### Text segment ###

When Michael Mayes ('99) showed up for the first day of a capella choir rehearsal at UNT, he couldn't read any music.

He was a former football player from Cut and Shoot, Texas, who had performed in church choirs all his life. After an injury forced him out of athletics, he enrolled in high school choir and even made Texas All-State Choir. But this class was different.

"I could follow the shape-notes in the Heavenly Highway Hymns book we used at church, but as for reading 'real' music, it was like being dropped off in a foreign country that used a completely different alphabet and being expected to function like a local," he says.

At the end of the week, he showed up in tears at the office of Mel Ivey, the late Professor Emeritus of music. But Ivey gave Mayes the advice that would lead to his career on the opera stage. Mayes, a baritone, now performs around the world in traditional and contemporary operas, most memorably as the convicted murderer Joseph de Rocher awaiting his execution in Dead Man Walking.

"Mr. Ivey listened to me patiently," Mayes says, "and then walked around the desk, sat on the edge, looked me straight in the eye and said, 'Michael, you aren't the first country boy to be sitting right where you are, saying exactly what you're saying to me right now. It's a lot, and I know it's overwhelming, but I believe that you have what it takes to hang in there. Just give it a semester, we'll get you the help that you need, we'll make sure you don't fall behind, and trust me son -- you'll look back on this one day and be glad you didn't give up now.'"

### Material provided ###

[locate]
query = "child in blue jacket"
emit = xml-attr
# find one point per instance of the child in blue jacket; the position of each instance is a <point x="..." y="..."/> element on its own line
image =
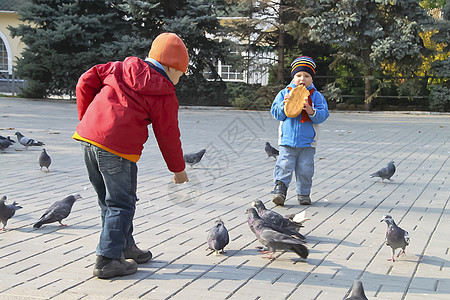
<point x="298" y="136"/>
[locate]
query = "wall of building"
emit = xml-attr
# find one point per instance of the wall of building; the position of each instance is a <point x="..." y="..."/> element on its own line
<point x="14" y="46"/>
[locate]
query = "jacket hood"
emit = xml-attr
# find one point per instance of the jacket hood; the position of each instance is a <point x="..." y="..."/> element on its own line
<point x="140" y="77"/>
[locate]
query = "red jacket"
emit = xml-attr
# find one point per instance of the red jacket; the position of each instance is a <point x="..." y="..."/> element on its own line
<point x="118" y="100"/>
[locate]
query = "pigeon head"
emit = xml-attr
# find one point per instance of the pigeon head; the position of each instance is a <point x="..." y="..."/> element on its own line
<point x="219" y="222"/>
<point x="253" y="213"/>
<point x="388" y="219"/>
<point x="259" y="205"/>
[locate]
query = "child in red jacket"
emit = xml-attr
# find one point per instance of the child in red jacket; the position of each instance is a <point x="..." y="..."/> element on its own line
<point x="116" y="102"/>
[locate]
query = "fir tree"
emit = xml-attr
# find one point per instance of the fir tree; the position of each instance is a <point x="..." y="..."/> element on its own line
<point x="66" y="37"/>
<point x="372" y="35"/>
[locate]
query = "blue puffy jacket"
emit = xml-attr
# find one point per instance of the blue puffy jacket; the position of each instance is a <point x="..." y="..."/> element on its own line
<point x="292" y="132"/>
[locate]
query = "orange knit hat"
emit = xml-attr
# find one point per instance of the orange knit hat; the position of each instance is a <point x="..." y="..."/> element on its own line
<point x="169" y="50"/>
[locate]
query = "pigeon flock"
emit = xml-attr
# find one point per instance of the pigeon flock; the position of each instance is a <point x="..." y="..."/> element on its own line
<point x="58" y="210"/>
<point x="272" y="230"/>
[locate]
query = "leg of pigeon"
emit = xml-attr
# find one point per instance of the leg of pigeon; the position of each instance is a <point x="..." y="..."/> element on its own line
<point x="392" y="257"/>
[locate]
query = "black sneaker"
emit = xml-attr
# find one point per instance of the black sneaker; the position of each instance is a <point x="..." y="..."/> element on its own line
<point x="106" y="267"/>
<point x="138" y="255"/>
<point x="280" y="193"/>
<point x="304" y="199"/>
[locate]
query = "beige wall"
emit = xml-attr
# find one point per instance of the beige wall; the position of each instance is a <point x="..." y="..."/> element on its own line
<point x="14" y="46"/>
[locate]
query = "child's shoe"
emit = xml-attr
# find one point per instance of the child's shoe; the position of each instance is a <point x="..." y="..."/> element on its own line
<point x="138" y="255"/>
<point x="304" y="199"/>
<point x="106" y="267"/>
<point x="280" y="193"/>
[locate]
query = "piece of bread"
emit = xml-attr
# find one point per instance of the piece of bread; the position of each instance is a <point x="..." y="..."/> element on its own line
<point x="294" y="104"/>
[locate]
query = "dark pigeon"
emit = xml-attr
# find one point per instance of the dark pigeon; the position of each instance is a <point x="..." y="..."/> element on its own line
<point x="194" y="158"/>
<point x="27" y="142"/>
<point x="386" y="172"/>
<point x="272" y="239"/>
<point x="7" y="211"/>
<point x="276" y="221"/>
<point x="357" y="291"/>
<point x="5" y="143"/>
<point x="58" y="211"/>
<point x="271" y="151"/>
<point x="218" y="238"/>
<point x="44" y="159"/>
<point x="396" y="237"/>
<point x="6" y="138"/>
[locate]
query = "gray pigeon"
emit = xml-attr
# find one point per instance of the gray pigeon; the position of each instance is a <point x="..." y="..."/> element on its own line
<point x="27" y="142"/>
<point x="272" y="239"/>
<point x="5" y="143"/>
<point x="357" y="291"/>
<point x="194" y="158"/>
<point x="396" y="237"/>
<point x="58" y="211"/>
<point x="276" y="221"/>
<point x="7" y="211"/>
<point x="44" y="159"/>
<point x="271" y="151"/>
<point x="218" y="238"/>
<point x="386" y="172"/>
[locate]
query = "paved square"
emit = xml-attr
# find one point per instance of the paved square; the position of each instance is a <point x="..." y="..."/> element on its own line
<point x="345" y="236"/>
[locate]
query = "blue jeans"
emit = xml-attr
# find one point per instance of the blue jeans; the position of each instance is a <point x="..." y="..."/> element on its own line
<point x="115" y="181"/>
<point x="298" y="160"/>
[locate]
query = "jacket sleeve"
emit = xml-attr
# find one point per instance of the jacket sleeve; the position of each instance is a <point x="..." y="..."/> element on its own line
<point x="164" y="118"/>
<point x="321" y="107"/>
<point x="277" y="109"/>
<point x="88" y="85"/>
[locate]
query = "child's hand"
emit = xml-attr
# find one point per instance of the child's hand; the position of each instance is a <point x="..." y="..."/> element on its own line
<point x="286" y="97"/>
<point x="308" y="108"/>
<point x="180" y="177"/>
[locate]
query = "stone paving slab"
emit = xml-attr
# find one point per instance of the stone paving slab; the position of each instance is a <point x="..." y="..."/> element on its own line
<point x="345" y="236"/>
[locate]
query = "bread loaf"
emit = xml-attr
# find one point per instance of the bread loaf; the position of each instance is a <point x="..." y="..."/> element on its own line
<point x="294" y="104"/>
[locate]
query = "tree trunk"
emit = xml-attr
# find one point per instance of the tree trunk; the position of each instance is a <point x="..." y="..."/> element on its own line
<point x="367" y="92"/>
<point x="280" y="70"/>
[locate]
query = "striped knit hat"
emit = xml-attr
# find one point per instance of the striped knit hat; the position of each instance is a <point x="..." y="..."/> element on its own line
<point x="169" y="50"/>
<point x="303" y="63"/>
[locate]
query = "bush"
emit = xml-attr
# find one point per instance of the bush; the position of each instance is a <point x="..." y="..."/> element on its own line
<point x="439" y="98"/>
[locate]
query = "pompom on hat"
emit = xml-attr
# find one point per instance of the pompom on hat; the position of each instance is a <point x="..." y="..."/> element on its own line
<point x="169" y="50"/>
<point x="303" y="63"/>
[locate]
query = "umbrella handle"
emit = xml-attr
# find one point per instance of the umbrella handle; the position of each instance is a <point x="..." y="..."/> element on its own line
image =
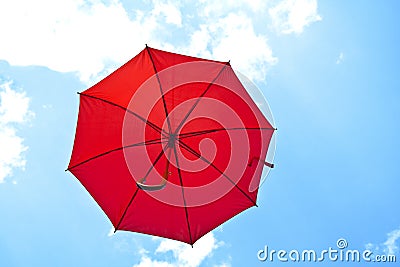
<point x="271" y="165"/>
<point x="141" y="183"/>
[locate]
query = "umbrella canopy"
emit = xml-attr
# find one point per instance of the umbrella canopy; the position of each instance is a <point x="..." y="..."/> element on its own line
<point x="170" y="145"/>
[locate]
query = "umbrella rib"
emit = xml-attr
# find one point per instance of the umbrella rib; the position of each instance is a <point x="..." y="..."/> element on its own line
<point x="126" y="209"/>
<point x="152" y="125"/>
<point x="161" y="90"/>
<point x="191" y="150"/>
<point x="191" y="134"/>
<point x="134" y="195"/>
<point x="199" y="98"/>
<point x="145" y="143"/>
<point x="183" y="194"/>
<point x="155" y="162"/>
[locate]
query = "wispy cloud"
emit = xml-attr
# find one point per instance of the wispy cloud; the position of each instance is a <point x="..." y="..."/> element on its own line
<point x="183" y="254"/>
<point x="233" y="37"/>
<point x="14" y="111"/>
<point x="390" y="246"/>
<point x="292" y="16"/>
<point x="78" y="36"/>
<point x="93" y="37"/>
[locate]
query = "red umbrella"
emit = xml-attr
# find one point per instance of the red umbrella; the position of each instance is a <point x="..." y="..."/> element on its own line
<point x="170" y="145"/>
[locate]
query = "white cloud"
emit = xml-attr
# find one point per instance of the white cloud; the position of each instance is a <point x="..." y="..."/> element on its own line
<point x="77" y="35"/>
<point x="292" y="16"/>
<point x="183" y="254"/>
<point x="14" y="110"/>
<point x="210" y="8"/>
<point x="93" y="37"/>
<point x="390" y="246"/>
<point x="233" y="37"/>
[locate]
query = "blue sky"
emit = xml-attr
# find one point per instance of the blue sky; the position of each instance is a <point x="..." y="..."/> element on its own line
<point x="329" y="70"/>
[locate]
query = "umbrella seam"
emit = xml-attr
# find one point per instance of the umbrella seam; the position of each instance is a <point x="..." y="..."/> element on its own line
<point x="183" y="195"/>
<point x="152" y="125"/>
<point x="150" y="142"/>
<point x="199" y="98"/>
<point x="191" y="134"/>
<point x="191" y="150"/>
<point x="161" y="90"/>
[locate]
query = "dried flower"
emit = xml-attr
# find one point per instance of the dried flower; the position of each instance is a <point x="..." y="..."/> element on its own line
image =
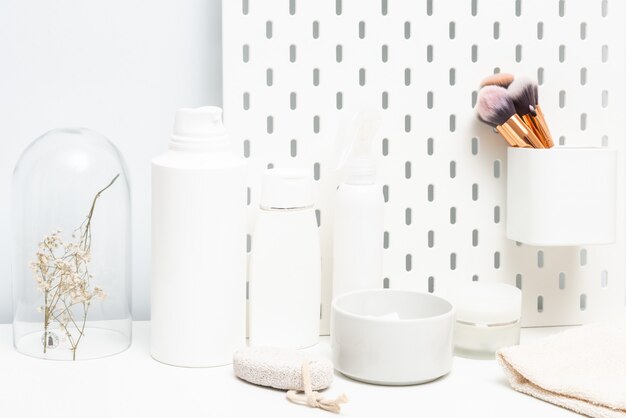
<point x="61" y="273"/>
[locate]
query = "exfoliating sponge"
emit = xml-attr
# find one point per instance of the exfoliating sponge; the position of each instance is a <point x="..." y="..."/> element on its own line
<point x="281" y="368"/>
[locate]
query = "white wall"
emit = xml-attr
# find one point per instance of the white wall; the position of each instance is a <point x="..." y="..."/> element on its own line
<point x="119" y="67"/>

###
### Material provided ###

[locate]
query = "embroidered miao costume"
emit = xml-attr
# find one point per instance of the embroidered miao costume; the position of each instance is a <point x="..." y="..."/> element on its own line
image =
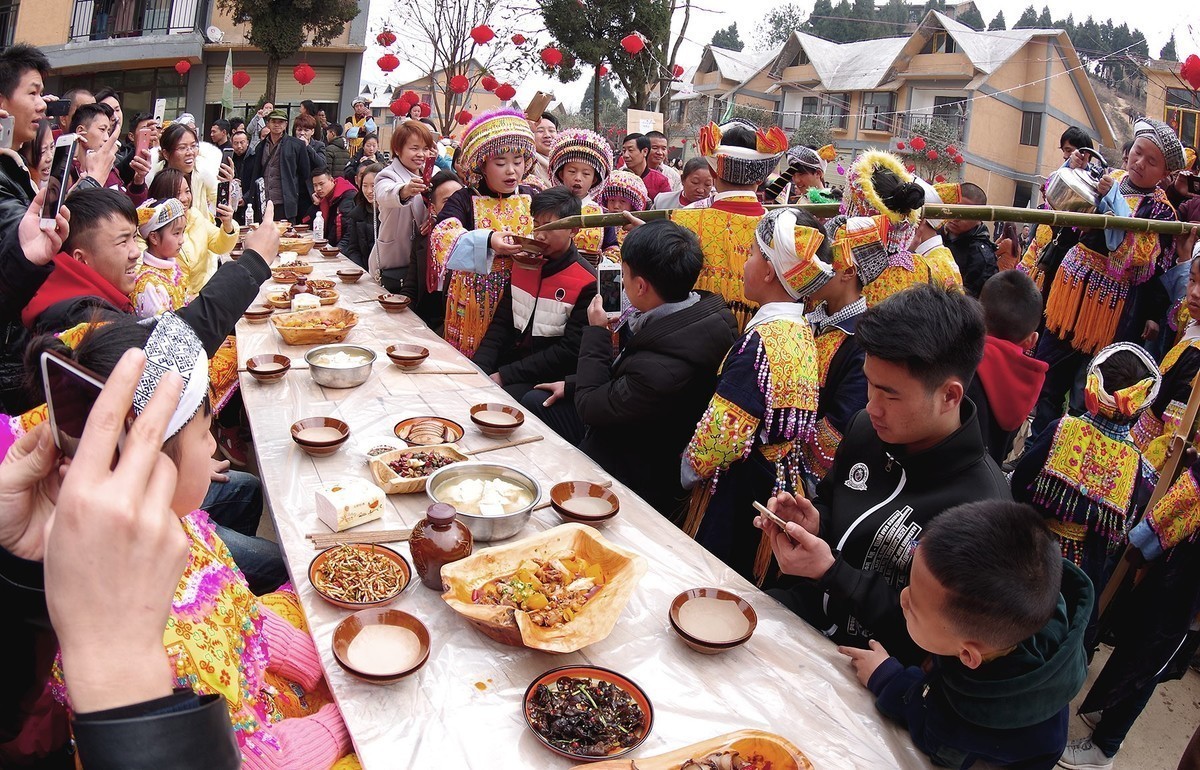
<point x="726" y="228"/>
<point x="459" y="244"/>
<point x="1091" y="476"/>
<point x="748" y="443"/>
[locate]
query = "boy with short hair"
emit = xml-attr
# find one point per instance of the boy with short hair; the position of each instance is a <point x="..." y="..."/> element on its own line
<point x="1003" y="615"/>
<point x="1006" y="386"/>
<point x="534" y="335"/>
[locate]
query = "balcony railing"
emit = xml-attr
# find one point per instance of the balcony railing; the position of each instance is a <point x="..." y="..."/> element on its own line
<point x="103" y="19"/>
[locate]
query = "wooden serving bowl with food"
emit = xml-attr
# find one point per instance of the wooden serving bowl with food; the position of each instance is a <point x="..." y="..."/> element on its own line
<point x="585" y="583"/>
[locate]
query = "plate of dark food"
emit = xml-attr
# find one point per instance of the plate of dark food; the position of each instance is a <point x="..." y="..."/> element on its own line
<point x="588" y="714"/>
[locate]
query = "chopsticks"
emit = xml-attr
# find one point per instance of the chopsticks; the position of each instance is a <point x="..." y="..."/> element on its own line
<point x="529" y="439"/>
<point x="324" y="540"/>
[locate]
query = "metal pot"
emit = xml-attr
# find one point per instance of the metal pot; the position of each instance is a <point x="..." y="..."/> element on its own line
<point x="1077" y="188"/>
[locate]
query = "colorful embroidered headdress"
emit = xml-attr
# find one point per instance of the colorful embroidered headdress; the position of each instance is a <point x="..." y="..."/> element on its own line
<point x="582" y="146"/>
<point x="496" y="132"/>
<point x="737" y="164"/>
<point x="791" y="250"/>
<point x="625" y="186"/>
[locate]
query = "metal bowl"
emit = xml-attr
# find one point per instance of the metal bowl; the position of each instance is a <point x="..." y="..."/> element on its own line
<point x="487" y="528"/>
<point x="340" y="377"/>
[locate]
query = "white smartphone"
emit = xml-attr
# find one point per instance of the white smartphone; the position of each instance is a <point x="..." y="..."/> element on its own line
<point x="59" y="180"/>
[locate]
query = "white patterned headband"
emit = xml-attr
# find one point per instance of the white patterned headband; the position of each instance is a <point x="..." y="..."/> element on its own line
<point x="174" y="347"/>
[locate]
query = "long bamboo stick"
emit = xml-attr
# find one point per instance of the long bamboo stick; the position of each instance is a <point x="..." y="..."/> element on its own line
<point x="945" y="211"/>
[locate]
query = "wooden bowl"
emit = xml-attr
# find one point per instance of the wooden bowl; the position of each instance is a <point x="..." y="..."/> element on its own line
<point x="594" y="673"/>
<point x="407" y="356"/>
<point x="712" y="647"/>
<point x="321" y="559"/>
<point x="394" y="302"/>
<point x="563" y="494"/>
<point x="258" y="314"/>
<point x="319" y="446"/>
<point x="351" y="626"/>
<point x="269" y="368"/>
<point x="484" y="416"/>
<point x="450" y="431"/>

###
### Material provided ###

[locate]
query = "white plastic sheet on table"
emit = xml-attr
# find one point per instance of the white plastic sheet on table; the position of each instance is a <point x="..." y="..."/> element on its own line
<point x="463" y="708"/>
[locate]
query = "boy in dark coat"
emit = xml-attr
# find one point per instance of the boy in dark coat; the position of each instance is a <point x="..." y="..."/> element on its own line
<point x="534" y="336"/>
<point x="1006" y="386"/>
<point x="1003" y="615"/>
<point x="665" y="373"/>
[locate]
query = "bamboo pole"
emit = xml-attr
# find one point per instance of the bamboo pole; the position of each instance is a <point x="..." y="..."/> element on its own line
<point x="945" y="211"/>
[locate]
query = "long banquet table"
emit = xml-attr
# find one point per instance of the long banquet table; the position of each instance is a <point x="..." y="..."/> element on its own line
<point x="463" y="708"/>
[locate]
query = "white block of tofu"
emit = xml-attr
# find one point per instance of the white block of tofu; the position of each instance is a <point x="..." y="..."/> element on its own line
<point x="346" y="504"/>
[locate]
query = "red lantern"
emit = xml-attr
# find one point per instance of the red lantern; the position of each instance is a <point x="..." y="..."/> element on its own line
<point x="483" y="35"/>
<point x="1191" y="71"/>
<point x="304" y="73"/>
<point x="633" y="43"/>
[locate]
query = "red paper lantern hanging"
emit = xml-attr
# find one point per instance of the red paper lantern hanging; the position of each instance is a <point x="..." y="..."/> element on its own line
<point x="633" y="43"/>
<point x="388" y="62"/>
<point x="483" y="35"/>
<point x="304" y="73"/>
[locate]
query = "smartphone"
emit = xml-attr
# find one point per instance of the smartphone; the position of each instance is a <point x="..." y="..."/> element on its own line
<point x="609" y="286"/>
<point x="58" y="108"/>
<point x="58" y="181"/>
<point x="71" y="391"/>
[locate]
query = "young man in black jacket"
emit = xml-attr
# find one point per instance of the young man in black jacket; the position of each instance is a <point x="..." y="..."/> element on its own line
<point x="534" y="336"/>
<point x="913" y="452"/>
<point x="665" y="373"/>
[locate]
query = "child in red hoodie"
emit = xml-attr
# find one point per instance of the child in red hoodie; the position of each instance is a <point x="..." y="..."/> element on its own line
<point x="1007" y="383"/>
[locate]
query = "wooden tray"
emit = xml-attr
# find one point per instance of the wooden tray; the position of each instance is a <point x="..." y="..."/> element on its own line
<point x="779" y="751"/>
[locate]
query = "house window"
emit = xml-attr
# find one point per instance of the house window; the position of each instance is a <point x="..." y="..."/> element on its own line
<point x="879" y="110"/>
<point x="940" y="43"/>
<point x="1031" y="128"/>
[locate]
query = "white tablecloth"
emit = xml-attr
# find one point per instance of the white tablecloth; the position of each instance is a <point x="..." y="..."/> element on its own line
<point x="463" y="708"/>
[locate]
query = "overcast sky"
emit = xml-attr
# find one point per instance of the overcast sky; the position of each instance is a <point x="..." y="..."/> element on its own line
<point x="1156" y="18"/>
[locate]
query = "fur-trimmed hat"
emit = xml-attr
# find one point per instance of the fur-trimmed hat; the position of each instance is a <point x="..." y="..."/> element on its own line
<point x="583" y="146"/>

###

# [Task instructions]
**A.** What forced Michael Mayes out of athletics, according to the Michael Mayes profile?
**B.** Decide whether each statement agrees with the Michael Mayes profile: (i) Mayes came from Cut and Shoot, Texas. (ii) Mayes sings as a tenor. (iii) Mayes went to Mel Ivey's office at the end of the week. Answer yes or no for each, and quote the deciding words.
**C.** Rewrite the part of the Michael Mayes profile from "He was a former" up to and including "class was different.", putting "sports" in place of "athletics".

# [Expected responses]
**A.** An injury.

**B.**
(i) Yes: "a former football player from Cut and Shoot, Texas"
(ii) No: "Mayes, a baritone"
(iii) Yes: "At the end of the week, he showed up in tears at the office of Mel Ivey"

**C.**
He was a former football player from Cut and Shoot, Texas, who had performed in church choirs all his life. After an injury forced him out of sports, he enrolled in high school choir and even made Texas All-State Choir. But this class was different.